= WORK ITEM =
Copy out the material below, changing every "rough mask" to "coarse mask" and keeping everything else the same. Leave the pictures out.

= INPUT MATERIAL =
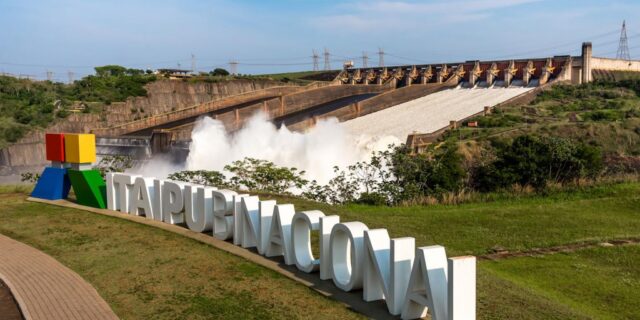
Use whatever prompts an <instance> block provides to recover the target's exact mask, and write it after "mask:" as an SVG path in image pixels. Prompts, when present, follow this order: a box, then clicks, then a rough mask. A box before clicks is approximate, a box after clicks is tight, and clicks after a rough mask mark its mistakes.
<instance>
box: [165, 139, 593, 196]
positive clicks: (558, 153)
mask: <svg viewBox="0 0 640 320" xmlns="http://www.w3.org/2000/svg"><path fill="white" fill-rule="evenodd" d="M408 151H409V150H407V148H406V147H405V146H404V145H401V146H394V147H391V148H390V149H389V150H387V151H383V152H378V153H376V154H374V155H373V156H372V158H371V159H370V160H369V161H365V162H358V163H356V164H354V165H351V166H349V167H347V168H344V169H340V168H337V167H336V168H335V177H334V178H333V179H331V180H330V181H329V182H328V183H327V184H324V185H321V184H319V183H318V182H317V181H315V180H314V181H308V180H306V179H305V178H304V171H298V170H297V169H295V168H284V167H278V166H276V165H274V164H273V163H271V162H268V161H265V160H259V159H252V158H246V159H244V160H240V161H235V162H233V163H232V164H230V165H228V166H226V167H225V172H227V173H228V174H230V177H227V176H226V175H225V174H224V173H222V172H217V171H203V170H199V171H181V172H177V173H174V174H172V175H171V176H170V177H169V178H170V179H174V180H179V181H187V182H193V183H198V184H204V185H213V186H223V187H228V188H232V189H236V190H251V191H261V192H271V193H289V192H291V191H296V193H300V194H301V196H302V197H304V198H307V199H310V200H315V201H321V202H326V203H337V204H344V203H354V202H356V203H367V204H386V205H396V204H399V203H402V202H406V201H415V200H416V199H421V198H424V197H436V198H437V197H441V196H443V195H445V194H449V193H457V192H460V191H461V190H473V191H477V192H495V191H502V190H511V189H512V188H514V187H519V188H523V187H531V188H534V189H536V190H544V189H545V188H546V187H547V186H548V185H550V184H562V185H566V184H571V183H575V182H578V181H580V180H583V179H595V178H597V177H598V175H599V174H600V173H601V172H602V169H603V161H602V154H601V152H600V150H599V149H598V148H596V147H593V146H589V145H585V144H582V143H576V142H574V141H571V140H568V139H562V138H536V137H533V136H520V137H517V138H515V139H514V140H512V141H507V142H504V141H503V142H496V143H495V145H494V151H493V154H491V155H489V156H487V157H486V158H485V159H483V160H482V161H477V162H476V164H474V165H473V166H472V167H471V168H465V167H464V166H463V159H462V157H461V156H460V154H459V153H458V150H457V145H455V144H446V145H443V146H440V147H439V148H437V149H436V150H434V151H433V152H432V153H429V154H418V155H412V154H410V153H409V152H408Z"/></svg>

= SOLUTION FOR THIS EXERCISE =
Use whatever prompts an <instance> block provides to recover the target's exact mask, and write it after "mask:" as an SVG path in image pixels. Prompts, when present, follow this order: a box, then clicks, then a coarse mask. A box before clicks is approximate, a box after clicks is tight, and clicks after a coarse mask mark its mistakes.
<instance>
box: [165, 139, 593, 196]
positive clicks: (558, 153)
mask: <svg viewBox="0 0 640 320" xmlns="http://www.w3.org/2000/svg"><path fill="white" fill-rule="evenodd" d="M408 151H409V150H407V148H406V147H405V146H404V145H401V146H394V147H391V148H390V149H389V150H387V151H383V152H378V153H376V154H374V155H373V156H372V158H371V159H370V160H369V161H365V162H358V163H356V164H354V165H351V166H349V167H347V168H344V169H340V168H337V167H336V168H335V177H334V178H333V179H331V180H330V181H329V182H328V183H327V184H324V185H321V184H319V183H318V182H317V181H315V180H314V181H308V180H306V179H305V178H304V171H298V170H297V169H295V168H284V167H278V166H276V165H274V164H273V163H271V162H268V161H265V160H259V159H252V158H246V159H244V160H240V161H235V162H233V163H232V164H230V165H228V166H226V167H225V172H227V173H228V174H230V177H227V176H226V175H225V174H224V173H222V172H217V171H203V170H199V171H181V172H177V173H174V174H172V175H171V176H170V177H169V178H170V179H174V180H179V181H187V182H193V183H198V184H204V185H213V186H223V187H228V188H232V189H236V190H251V191H261V192H271V193H289V192H291V191H296V193H300V194H301V196H302V197H304V198H307V199H310V200H315V201H321V202H326V203H337V204H344V203H354V202H356V203H367V204H386V205H396V204H399V203H402V202H406V201H415V200H416V199H421V198H424V197H436V198H437V197H441V196H443V195H445V194H449V193H457V192H460V191H461V190H473V191H477V192H495V191H502V190H511V189H512V188H514V187H519V188H523V187H531V188H534V189H536V190H544V189H545V188H546V187H547V186H548V185H550V184H562V185H566V184H571V183H575V182H578V181H580V180H583V179H595V178H597V177H598V175H599V174H600V173H601V172H602V169H603V161H602V154H601V152H600V150H599V149H598V148H596V147H593V146H589V145H585V144H582V143H576V142H574V141H571V140H568V139H562V138H536V137H533V136H520V137H517V138H515V139H514V140H512V141H507V142H504V141H503V142H496V143H495V145H494V151H493V154H491V155H489V156H487V157H486V158H485V159H483V160H482V161H477V162H476V164H474V165H473V166H472V167H471V168H465V167H464V166H463V159H462V157H461V156H460V154H459V153H458V150H457V145H455V144H446V145H443V146H440V147H439V148H437V149H436V150H434V151H433V152H432V153H429V154H418V155H412V154H410V153H409V152H408Z"/></svg>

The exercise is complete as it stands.